● Stated problem:
Restate the records that follow word for word; no pictures should appear.

++++++++++++++++++++

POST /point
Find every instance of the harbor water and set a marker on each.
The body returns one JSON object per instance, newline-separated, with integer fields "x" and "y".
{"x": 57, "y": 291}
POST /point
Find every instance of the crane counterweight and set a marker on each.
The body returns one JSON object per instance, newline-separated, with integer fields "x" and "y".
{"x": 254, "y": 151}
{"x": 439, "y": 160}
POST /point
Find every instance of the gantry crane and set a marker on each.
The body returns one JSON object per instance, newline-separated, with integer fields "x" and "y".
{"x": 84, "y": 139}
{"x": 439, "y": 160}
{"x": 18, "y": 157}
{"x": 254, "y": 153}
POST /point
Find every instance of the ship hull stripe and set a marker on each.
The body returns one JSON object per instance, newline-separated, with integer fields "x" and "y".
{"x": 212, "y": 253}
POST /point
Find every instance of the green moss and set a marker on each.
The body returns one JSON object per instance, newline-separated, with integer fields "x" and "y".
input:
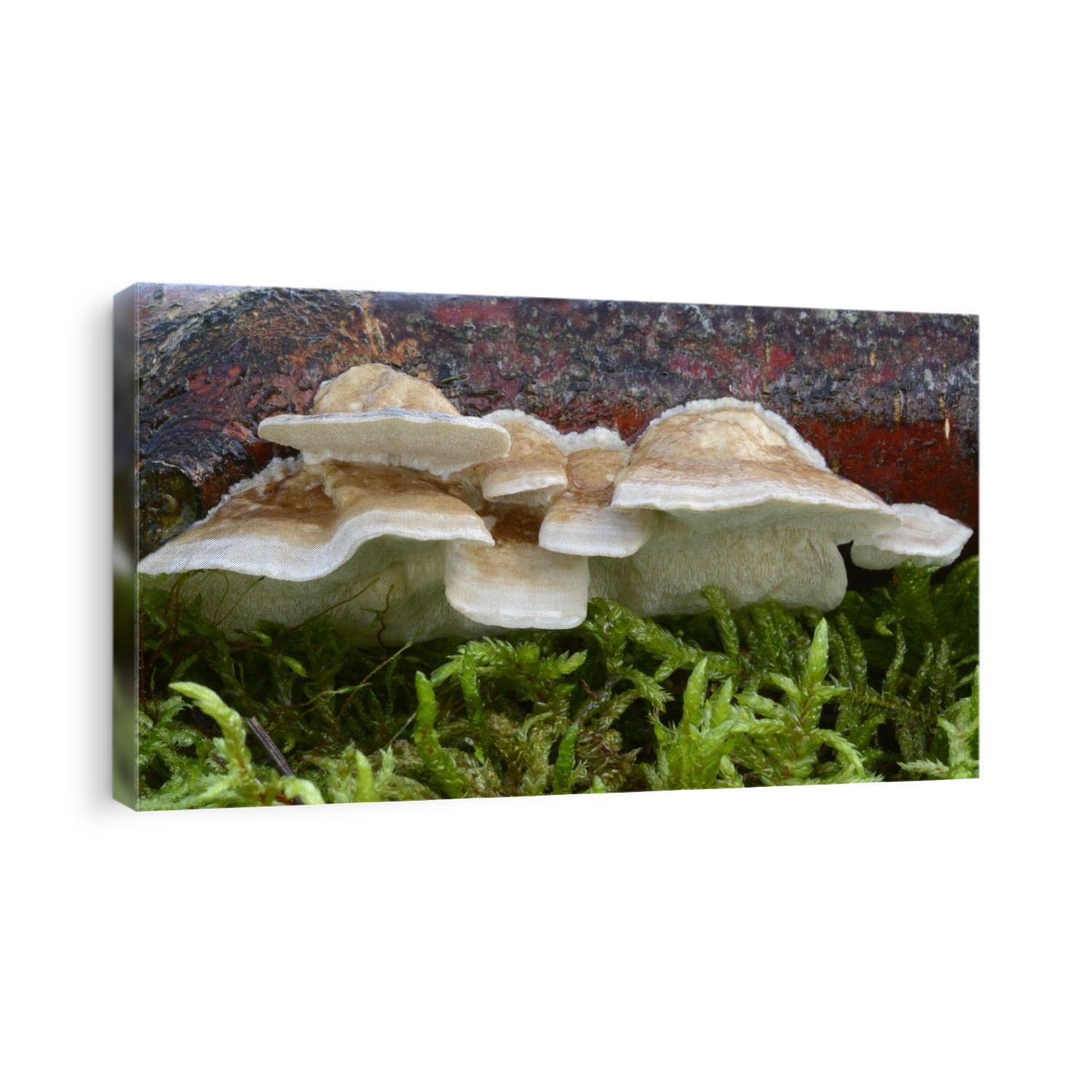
{"x": 884, "y": 688}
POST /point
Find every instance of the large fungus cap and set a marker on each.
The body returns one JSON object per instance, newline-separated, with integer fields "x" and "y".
{"x": 517, "y": 583}
{"x": 923, "y": 537}
{"x": 297, "y": 521}
{"x": 581, "y": 520}
{"x": 375, "y": 414}
{"x": 796, "y": 567}
{"x": 749, "y": 467}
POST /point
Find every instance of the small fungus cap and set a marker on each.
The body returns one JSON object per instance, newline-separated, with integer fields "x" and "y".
{"x": 297, "y": 521}
{"x": 923, "y": 537}
{"x": 581, "y": 521}
{"x": 515, "y": 583}
{"x": 534, "y": 464}
{"x": 375, "y": 414}
{"x": 747, "y": 465}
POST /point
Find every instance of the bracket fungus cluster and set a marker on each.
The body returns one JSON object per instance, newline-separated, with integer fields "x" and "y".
{"x": 403, "y": 520}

++++++++++++++++++++

● Task result:
POST /point
Find every instance of the harbor water and set a marker on each.
The body returns one JSON object per instance, newline-separated, with integer fields "x" and "y".
{"x": 57, "y": 291}
POST /point
Find every instance of the crane counterweight and set a marker on each.
The body returns one JSON object per instance, newline-separated, with integer fields "x" and "y".
{"x": 254, "y": 151}
{"x": 439, "y": 160}
POST /point
Find every instance of the gantry crane and set a marker on each.
The body returns one JSON object per instance, newline-separated, with integer fields "x" and "y".
{"x": 84, "y": 139}
{"x": 439, "y": 160}
{"x": 18, "y": 157}
{"x": 254, "y": 153}
POST /point
Find every instance of the ship hull stripe and set a marker on each.
The body returns one JSON object per instance, newline-separated, with integer fields "x" and "y".
{"x": 212, "y": 253}
POST /point
Find every instance of the green moss and set a marker on each.
The body returns one JSON object per instance, newline-separated, with integer fields "x" and "y".
input:
{"x": 884, "y": 688}
POST /point
Find every instance of the large fungus cap and set a marker on each.
The body returns one JSON object per instance, newline-separated, with integer fields "x" and "y".
{"x": 517, "y": 583}
{"x": 923, "y": 537}
{"x": 297, "y": 521}
{"x": 581, "y": 520}
{"x": 375, "y": 414}
{"x": 796, "y": 567}
{"x": 749, "y": 467}
POST /point
Find every instance of the small fungus cap and set a marker on each.
The body returns one JSON object per instance, newline-separated, with integer fields "x" and "y".
{"x": 297, "y": 521}
{"x": 923, "y": 537}
{"x": 581, "y": 521}
{"x": 515, "y": 583}
{"x": 534, "y": 464}
{"x": 375, "y": 414}
{"x": 747, "y": 465}
POST /point
Find every instance of the bracket fungus cluster and set a marker on each.
The body returns one JSON object per instance, newline-separated, with integer fields "x" and "y".
{"x": 403, "y": 520}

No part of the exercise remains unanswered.